| OBJECTIVE 1 |
Starting at the line in the listing that contains "Crossing-audit request: pin the bird's wing", rewrite every line through the end of the listing as a numbered list, leaving out blank lines.

— Start TEXT SEGMENT —

Now that we’re more than a generation away from the days of President Reagan and Prime Minister Margaret Thatcher, many may have forgotten that there is a third way that relieves the pressure on voters’ sorely squeezed wallets without requiring cutbacks in quality of the services.

Privatization, the transfer of an enterprise or industry from the public sector to the private sector, enables residents to keep receiving the government goods or services they enjoy and need—such as recreational parks and trash collection—at a significantly lower cost to taxpayers.

Until about 30 years ago, the conventional wisdom dictated governments were the only entities capable of properly running important services, simply because they were assumed to be too important to allow private businesses to perform. Governments had to be forced into considering this option, and the rising cost of government services did exactly that.

There are many different types of privatization, and what might be best for one city may not be best for another. With so many options available to lawmakers, the benefits are readily accessible. Some of the many different pro-consumer ideas cities are trying out include: outsourcing contracts for providing services; entering into joint ventures and collaborating with businesses on projects; participating in competitive-bidding auctions; and competing against businesses for contracts.

— End TEXT SEGMENT —
— Start GIVEN DATA —

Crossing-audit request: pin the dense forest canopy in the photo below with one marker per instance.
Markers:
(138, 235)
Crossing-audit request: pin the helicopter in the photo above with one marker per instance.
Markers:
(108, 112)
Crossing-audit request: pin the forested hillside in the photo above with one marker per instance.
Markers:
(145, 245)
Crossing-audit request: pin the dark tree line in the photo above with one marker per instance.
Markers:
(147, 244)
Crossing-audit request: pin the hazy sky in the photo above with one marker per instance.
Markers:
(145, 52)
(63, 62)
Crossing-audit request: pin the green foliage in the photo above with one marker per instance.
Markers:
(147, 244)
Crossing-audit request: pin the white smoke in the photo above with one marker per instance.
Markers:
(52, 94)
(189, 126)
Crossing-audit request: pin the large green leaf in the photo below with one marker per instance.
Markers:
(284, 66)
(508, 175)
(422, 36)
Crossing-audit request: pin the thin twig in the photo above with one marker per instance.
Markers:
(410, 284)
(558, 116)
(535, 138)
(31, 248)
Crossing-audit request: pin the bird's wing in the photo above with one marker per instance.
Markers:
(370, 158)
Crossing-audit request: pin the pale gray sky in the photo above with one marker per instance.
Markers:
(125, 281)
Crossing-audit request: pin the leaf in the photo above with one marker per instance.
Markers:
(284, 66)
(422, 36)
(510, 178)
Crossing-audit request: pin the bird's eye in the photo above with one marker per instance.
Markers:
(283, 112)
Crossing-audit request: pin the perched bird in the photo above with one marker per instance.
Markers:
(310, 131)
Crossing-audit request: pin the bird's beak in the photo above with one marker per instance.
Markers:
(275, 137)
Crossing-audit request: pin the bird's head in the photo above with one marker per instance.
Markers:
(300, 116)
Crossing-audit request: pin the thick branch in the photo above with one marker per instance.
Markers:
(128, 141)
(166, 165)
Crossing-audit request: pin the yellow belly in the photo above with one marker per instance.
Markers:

— End GIVEN DATA —

| OBJECTIVE 2 |
Answer these about the privatization passage:
(a) What two examples of government goods or services does it name?
(b) Until about how many years ago did conventional wisdom say only governments could properly run important services?
(c) What forced governments to consider privatization?

| COMPLETE ANSWER 1 |
1. Crossing-audit request: pin the bird's wing in the photo above with one marker per instance.
2. Markers:
3. (370, 158)
4. Crossing-audit request: pin the pale gray sky in the photo above with one marker per instance.
5. Markers:
6. (125, 281)
7. Crossing-audit request: pin the leaf in the photo above with one marker per instance.
8. Markers:
9. (284, 66)
10. (422, 36)
11. (510, 178)
12. Crossing-audit request: pin the bird's eye in the photo above with one marker per instance.
13. Markers:
14. (283, 112)
15. Crossing-audit request: pin the perched bird in the photo above with one marker per instance.
16. Markers:
17. (310, 131)
18. Crossing-audit request: pin the bird's beak in the photo above with one marker per instance.
19. Markers:
20. (275, 137)
21. Crossing-audit request: pin the bird's head in the photo above with one marker per instance.
22. Markers:
23. (300, 116)
24. Crossing-audit request: pin the thick branch in the photo above with one marker per instance.
25. Markers:
26. (128, 141)
27. (166, 165)
28. Crossing-audit request: pin the yellow belly in the photo above with one marker per instance.
29. Markers:

| COMPLETE ANSWER 2 |
(a) Recreational parks and trash collection.
(b) About 30 years ago.
(c) The rising cost of government services.